Can you copy out the data exactly? Leave the images out.

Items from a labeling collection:
━━━━
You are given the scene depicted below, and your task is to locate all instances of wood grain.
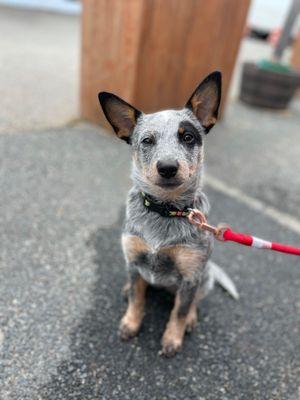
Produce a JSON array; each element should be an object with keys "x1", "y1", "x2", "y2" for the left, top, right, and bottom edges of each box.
[{"x1": 81, "y1": 0, "x2": 250, "y2": 126}]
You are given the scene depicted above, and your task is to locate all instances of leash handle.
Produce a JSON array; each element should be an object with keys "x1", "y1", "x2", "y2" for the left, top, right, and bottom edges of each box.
[{"x1": 188, "y1": 209, "x2": 300, "y2": 256}]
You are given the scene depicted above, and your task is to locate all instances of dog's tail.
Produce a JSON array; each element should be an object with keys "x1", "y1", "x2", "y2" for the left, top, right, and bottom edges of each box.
[{"x1": 208, "y1": 261, "x2": 240, "y2": 300}]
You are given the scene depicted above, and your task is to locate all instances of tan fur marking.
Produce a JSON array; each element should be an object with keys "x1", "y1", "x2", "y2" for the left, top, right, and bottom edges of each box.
[
  {"x1": 162, "y1": 294, "x2": 186, "y2": 355},
  {"x1": 186, "y1": 301, "x2": 198, "y2": 332},
  {"x1": 119, "y1": 276, "x2": 148, "y2": 339},
  {"x1": 161, "y1": 245, "x2": 204, "y2": 278},
  {"x1": 122, "y1": 235, "x2": 150, "y2": 261}
]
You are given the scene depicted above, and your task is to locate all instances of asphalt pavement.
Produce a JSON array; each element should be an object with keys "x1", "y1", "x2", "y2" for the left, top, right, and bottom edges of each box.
[{"x1": 0, "y1": 124, "x2": 300, "y2": 400}]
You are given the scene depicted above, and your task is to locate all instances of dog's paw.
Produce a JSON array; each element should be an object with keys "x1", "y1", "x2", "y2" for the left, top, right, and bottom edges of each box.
[
  {"x1": 185, "y1": 314, "x2": 198, "y2": 333},
  {"x1": 160, "y1": 336, "x2": 182, "y2": 357},
  {"x1": 160, "y1": 343, "x2": 182, "y2": 357},
  {"x1": 118, "y1": 320, "x2": 139, "y2": 340}
]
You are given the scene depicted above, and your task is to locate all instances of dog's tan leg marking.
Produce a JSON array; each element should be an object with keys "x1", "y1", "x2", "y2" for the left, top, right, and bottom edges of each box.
[
  {"x1": 185, "y1": 303, "x2": 198, "y2": 333},
  {"x1": 160, "y1": 245, "x2": 205, "y2": 279},
  {"x1": 161, "y1": 293, "x2": 186, "y2": 357},
  {"x1": 122, "y1": 235, "x2": 150, "y2": 262},
  {"x1": 122, "y1": 281, "x2": 130, "y2": 299},
  {"x1": 119, "y1": 275, "x2": 148, "y2": 340}
]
━━━━
Expected answer
You are given the scene depicted below, and your task is to locate all instances of wood grain.
Produce a JSON array; each element should be an object with keys "x1", "y1", "x2", "y2" for the left, top, right, and bottom edges of each box.
[{"x1": 81, "y1": 0, "x2": 250, "y2": 126}]
You are given the scene depicted above, and your task is to locate all instances of leash handle.
Produce a JSON array; each element should be an object with keys "x1", "y1", "x2", "y2" for the left, top, right, and bottom edges of each box.
[{"x1": 188, "y1": 209, "x2": 300, "y2": 256}]
You are given the scene depicted above, and your task is to locate all instances of dog's tail.
Produce a JSON array; each element should be an object with keys "x1", "y1", "x2", "y2" for the left, top, right, and bottom edges of each box.
[{"x1": 208, "y1": 261, "x2": 240, "y2": 300}]
You are given the scene depicted above, and your task is to locate all instances of tan fur marking.
Produce a JSON array; each element should be an object with keys "x1", "y1", "x2", "y2" for the left, top, right, and bottom edges of each box.
[
  {"x1": 162, "y1": 294, "x2": 186, "y2": 355},
  {"x1": 186, "y1": 301, "x2": 198, "y2": 332},
  {"x1": 119, "y1": 276, "x2": 148, "y2": 339},
  {"x1": 161, "y1": 245, "x2": 204, "y2": 278},
  {"x1": 122, "y1": 235, "x2": 150, "y2": 261}
]
You are given the scene depicted above, and your task is to locate all instances of asphalt pavement.
Produce a JSON array; each element should be an object with keys "x1", "y1", "x2", "y2" for the left, top, right, and bottom edges of each box.
[{"x1": 0, "y1": 124, "x2": 300, "y2": 400}]
You are given the scene depicted above, and your task is to locate all instances of dog's paw.
Produce a JSON array; each element should be an object with keys "x1", "y1", "x2", "y2" for the left, top, right, and bottom edges of each box.
[
  {"x1": 185, "y1": 314, "x2": 198, "y2": 333},
  {"x1": 160, "y1": 336, "x2": 182, "y2": 357},
  {"x1": 160, "y1": 343, "x2": 182, "y2": 357},
  {"x1": 118, "y1": 320, "x2": 139, "y2": 340}
]
You are given the scene depicted above, and your task is to locate all instances of dog's tan leg marking.
Produce a JSON array; each element should be an object with keys "x1", "y1", "x2", "y2" for the left, top, right, and bottom edges of each box.
[
  {"x1": 185, "y1": 303, "x2": 198, "y2": 333},
  {"x1": 160, "y1": 245, "x2": 205, "y2": 279},
  {"x1": 161, "y1": 293, "x2": 186, "y2": 357},
  {"x1": 122, "y1": 235, "x2": 150, "y2": 262},
  {"x1": 122, "y1": 281, "x2": 130, "y2": 299},
  {"x1": 119, "y1": 275, "x2": 148, "y2": 340}
]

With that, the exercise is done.